Some entries follow. Reproduce exactly the lines starting at the one with "of the rocky" and stopping after the one with "Query: rocky cliff face".

◆ RECORDS TO USE:
- - - - -

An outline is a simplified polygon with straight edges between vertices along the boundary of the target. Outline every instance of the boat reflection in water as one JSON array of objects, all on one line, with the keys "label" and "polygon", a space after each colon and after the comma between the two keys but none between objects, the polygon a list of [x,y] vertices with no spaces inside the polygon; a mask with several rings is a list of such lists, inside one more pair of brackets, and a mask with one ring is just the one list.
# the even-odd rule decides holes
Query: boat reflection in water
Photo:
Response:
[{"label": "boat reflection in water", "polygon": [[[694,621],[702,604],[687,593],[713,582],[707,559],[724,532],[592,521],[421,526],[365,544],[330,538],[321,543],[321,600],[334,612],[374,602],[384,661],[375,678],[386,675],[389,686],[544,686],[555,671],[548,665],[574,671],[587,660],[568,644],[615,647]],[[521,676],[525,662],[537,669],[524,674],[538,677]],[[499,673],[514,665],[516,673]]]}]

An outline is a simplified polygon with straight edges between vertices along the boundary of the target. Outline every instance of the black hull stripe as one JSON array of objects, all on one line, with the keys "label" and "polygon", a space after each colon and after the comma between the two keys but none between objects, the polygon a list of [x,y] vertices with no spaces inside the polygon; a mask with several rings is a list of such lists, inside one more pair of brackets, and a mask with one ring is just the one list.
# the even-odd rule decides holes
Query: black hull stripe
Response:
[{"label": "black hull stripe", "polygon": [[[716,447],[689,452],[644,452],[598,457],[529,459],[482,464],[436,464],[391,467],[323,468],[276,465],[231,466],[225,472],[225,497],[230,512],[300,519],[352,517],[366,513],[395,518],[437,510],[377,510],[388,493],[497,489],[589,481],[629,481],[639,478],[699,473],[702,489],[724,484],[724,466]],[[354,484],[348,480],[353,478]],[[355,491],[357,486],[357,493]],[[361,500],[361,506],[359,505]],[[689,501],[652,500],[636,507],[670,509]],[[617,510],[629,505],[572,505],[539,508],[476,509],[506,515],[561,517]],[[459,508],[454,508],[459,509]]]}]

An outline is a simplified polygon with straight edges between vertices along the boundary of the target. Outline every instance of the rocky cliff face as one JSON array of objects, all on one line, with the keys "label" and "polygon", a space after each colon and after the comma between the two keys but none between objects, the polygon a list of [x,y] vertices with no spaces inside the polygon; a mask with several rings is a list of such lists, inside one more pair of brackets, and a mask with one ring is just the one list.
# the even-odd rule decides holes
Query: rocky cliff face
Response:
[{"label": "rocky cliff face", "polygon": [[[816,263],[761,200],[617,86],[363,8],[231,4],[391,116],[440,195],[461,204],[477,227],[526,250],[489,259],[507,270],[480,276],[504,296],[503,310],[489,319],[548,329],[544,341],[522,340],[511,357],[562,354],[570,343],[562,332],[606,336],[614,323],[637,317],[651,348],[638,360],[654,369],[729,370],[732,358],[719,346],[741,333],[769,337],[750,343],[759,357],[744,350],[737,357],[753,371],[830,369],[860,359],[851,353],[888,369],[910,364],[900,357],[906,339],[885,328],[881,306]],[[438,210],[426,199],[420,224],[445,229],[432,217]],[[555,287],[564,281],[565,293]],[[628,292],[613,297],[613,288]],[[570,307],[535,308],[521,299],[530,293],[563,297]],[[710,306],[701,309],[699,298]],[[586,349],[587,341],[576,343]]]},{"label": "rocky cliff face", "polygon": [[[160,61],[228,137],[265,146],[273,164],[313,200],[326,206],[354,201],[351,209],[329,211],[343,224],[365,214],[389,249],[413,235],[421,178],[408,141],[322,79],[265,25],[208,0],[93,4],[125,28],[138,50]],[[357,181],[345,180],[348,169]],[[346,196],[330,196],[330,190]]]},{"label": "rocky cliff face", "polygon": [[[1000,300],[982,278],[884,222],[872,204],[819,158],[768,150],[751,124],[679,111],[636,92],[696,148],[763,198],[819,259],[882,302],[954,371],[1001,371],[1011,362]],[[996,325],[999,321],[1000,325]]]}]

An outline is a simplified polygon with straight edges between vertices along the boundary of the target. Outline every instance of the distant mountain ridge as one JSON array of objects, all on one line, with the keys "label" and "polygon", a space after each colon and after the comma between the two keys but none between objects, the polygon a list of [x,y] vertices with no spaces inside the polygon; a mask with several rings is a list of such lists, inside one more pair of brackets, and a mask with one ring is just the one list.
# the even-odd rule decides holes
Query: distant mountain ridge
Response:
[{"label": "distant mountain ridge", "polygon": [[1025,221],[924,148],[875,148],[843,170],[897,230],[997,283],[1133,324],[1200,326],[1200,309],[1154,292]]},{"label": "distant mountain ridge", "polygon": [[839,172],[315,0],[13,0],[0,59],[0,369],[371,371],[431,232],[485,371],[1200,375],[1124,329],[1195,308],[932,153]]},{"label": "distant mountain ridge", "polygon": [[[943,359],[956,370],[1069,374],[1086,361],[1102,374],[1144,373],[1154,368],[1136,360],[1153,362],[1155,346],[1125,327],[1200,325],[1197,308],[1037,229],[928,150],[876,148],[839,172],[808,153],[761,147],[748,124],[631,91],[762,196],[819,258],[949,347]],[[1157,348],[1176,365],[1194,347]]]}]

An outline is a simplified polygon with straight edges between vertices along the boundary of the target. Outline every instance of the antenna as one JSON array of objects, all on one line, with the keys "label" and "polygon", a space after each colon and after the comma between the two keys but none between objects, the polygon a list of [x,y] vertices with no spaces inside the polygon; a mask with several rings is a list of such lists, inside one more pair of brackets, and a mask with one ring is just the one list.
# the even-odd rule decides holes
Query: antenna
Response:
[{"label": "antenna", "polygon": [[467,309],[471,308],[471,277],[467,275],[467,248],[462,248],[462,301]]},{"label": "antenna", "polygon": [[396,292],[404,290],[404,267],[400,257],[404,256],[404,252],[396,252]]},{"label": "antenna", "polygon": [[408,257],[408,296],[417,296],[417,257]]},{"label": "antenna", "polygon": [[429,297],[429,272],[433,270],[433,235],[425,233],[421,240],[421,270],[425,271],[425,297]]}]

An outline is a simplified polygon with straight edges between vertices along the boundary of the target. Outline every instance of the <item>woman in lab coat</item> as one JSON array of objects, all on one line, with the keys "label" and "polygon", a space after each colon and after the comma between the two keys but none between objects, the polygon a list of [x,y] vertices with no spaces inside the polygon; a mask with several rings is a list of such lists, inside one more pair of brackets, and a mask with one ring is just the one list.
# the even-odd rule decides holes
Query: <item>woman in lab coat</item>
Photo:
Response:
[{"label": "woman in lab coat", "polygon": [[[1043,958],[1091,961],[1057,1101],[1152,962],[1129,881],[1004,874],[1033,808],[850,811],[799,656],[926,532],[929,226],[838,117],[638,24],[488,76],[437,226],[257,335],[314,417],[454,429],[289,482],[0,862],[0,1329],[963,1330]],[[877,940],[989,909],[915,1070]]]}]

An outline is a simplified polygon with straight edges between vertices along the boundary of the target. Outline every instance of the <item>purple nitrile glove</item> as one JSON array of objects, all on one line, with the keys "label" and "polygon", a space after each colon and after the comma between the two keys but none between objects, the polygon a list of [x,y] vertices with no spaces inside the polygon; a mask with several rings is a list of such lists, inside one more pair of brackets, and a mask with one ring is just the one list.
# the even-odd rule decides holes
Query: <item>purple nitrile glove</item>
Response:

- - - - -

◆ ANSWER BELOW:
An outline is a simplified polygon with straight edges between vertices along the boundary of the target. Outline every instance of the rocky cliff face as one JSON array of objects, all on one line, with the keys "label" and "polygon", a space after each colon and after the comma between the two keys but none between objects, the polygon a list of [x,y] vertices with no spaces inside the polygon; a mask with several rings is a list of such lists, inside one more pair of brackets, and a mask with one ring is just the one list.
# the even-odd rule decides holes
Query: rocky cliff face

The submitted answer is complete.